* _Exercise_
Can you turn the part of the listing that starts at the line containing "like [(75, 117)]." and runs through the end of the listing into a numbered list, leaving out any blank lines?

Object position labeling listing
---

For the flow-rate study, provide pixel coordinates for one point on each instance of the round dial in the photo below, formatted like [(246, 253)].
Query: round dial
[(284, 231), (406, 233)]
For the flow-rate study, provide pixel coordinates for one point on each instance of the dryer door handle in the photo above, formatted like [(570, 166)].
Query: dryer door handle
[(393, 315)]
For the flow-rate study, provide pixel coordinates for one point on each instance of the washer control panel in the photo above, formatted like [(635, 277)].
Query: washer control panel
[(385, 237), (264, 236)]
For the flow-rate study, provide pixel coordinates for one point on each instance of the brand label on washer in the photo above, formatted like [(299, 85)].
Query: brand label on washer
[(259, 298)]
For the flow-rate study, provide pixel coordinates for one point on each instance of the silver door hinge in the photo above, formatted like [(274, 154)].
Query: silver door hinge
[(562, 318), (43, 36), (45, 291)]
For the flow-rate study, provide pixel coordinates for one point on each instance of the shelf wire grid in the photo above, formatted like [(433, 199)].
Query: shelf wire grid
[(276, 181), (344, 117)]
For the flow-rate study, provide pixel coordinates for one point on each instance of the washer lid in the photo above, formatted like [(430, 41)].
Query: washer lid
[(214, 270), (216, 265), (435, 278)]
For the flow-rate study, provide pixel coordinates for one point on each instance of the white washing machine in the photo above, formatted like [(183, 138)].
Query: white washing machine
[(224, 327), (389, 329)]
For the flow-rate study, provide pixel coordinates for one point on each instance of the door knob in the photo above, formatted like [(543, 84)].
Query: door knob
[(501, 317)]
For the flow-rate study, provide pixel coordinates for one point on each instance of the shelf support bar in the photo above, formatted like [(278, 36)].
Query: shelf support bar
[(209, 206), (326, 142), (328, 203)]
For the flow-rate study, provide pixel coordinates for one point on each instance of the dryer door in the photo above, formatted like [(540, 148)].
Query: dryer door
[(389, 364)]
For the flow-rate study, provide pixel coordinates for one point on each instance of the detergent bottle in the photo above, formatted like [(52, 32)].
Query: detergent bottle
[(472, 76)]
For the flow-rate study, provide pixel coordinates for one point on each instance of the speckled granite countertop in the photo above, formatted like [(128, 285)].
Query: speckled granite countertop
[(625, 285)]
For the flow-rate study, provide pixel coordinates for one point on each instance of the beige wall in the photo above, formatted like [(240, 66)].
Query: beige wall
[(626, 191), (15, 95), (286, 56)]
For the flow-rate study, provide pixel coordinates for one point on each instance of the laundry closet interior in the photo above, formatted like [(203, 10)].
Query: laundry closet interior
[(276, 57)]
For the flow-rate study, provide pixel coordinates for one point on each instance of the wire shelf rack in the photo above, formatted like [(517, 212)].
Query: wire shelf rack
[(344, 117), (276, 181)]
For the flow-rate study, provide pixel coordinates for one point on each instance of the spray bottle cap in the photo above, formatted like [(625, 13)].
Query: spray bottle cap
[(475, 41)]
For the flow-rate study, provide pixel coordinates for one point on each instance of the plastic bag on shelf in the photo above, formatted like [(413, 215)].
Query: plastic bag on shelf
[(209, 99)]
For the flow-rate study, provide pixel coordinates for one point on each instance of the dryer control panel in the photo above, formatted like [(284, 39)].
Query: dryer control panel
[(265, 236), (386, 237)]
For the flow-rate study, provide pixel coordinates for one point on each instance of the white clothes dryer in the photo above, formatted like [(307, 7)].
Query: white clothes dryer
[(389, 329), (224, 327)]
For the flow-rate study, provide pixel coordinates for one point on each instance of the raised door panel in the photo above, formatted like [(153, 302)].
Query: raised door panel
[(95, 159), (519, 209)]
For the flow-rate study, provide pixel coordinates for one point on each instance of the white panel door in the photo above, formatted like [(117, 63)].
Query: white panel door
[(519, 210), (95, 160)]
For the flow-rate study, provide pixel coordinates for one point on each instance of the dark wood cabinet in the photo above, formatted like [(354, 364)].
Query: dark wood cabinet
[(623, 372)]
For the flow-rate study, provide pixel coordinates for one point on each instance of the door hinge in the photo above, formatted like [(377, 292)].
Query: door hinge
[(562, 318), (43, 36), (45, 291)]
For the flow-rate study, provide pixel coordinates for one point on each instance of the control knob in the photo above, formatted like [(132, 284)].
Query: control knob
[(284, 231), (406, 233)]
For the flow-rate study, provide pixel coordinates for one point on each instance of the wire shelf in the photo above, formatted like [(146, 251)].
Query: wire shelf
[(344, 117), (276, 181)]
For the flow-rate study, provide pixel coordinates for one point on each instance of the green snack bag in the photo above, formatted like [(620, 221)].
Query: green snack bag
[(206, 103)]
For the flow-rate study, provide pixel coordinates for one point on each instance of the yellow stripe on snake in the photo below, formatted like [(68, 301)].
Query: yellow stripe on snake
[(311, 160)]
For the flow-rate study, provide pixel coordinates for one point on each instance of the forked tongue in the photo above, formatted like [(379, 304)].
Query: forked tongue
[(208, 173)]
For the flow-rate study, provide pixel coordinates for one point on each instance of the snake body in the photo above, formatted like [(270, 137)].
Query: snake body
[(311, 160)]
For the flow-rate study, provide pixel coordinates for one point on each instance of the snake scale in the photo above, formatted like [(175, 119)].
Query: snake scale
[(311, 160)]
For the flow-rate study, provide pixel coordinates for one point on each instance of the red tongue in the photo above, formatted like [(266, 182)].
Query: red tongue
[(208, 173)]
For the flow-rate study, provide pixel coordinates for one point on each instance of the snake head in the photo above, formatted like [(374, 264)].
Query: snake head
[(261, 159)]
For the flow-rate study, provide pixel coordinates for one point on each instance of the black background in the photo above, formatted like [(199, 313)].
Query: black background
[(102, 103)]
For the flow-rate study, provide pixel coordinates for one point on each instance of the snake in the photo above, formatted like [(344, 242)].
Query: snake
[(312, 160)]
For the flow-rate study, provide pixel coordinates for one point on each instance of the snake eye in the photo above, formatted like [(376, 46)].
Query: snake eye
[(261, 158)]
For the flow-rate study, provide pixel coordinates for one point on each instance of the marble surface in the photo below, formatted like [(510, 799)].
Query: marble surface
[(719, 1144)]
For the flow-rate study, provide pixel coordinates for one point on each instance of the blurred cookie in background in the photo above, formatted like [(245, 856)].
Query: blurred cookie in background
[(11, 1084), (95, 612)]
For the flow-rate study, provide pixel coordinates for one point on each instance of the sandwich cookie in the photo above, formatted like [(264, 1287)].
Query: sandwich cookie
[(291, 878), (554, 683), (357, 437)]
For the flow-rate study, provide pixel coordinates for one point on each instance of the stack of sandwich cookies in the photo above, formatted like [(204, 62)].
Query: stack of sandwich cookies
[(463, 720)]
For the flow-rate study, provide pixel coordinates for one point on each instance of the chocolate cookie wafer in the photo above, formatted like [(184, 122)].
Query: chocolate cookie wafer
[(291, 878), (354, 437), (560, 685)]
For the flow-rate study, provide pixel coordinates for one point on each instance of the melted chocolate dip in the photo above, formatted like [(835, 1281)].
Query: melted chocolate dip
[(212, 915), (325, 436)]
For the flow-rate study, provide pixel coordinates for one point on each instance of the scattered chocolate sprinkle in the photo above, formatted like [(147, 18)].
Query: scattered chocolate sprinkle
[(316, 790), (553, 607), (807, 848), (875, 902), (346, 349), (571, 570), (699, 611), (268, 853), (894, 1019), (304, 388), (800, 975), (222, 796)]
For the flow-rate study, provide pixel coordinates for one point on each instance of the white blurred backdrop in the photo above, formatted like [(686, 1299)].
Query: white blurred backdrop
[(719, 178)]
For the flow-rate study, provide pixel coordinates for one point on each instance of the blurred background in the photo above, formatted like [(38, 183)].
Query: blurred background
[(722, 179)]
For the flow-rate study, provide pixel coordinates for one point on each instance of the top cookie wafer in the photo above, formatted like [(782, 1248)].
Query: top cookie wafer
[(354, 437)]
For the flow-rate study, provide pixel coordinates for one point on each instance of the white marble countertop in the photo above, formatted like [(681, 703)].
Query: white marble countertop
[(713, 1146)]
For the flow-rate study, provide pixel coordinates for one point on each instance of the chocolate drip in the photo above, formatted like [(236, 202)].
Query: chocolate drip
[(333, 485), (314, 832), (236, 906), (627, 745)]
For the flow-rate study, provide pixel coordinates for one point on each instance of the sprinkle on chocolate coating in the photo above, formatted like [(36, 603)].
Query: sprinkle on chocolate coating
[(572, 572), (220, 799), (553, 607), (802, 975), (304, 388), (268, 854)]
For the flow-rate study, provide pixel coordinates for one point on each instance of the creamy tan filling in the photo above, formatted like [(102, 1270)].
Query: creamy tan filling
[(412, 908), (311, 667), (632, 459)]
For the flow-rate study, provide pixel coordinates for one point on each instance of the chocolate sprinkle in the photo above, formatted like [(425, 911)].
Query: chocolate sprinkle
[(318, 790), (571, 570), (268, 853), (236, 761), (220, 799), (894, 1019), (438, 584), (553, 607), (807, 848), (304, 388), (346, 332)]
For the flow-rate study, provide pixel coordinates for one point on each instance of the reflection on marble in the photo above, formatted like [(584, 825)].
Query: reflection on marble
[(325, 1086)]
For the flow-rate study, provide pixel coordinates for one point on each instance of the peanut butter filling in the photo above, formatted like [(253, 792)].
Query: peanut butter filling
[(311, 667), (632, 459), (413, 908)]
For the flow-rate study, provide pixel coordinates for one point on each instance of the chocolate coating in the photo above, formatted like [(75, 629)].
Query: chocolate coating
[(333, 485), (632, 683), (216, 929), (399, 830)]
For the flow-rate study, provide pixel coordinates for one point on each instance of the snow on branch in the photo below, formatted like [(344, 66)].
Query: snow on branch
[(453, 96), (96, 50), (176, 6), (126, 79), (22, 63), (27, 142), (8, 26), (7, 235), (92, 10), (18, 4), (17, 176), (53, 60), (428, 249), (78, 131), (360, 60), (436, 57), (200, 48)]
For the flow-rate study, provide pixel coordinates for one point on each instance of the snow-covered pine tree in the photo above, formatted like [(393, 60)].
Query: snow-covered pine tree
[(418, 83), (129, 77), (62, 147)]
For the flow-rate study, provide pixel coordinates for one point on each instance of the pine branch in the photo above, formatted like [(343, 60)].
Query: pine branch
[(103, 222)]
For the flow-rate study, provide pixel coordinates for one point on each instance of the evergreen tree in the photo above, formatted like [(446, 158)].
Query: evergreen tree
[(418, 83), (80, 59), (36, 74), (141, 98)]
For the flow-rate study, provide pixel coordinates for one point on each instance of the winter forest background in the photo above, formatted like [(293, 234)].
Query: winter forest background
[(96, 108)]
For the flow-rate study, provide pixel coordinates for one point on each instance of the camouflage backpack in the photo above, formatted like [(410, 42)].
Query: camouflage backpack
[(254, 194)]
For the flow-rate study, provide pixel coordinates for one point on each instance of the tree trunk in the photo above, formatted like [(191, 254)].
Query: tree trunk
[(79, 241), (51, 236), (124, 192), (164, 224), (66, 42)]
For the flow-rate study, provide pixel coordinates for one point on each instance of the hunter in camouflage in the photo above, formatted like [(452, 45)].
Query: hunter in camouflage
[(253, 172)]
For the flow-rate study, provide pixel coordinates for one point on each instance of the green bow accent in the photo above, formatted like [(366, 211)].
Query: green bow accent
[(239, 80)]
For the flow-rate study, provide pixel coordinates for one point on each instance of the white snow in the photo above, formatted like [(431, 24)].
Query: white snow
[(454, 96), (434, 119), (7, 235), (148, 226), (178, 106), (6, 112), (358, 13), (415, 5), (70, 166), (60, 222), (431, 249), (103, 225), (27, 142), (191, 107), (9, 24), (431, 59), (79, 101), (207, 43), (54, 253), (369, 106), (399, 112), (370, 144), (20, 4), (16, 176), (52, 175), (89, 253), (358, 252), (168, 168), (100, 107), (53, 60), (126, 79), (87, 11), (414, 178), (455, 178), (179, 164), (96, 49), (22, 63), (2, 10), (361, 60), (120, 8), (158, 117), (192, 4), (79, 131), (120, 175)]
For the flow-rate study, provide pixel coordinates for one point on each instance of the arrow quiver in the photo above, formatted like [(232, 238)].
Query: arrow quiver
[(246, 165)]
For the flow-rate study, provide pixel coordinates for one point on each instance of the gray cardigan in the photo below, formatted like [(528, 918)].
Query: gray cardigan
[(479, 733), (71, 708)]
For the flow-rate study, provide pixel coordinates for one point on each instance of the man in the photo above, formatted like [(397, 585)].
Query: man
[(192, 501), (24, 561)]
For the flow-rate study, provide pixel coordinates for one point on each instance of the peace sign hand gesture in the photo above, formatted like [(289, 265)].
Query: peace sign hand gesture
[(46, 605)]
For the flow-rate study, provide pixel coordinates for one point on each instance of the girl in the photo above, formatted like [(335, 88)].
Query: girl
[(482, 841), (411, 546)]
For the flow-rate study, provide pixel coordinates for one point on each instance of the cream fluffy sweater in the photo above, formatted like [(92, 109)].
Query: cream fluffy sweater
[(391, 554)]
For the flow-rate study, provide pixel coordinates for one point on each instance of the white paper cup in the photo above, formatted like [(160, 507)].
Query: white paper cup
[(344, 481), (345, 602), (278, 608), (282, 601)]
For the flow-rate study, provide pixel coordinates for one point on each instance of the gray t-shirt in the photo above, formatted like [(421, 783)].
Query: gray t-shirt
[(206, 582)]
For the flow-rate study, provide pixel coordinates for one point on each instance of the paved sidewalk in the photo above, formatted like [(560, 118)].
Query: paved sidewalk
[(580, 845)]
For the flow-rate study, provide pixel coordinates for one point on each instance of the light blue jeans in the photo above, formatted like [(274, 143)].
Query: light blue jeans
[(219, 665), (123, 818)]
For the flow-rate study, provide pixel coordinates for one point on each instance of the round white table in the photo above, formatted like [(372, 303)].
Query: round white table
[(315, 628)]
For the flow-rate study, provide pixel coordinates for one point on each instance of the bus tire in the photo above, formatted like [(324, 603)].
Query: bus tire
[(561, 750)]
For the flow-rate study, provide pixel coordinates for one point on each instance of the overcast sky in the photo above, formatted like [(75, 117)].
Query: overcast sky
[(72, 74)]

---

* _Response_
1. For the flow-rate study, provide pixel coordinates for one point on each instance of the overcast sky in the photo above, formatted like [(75, 117)].
2. Query: overcast sky
3. [(72, 74)]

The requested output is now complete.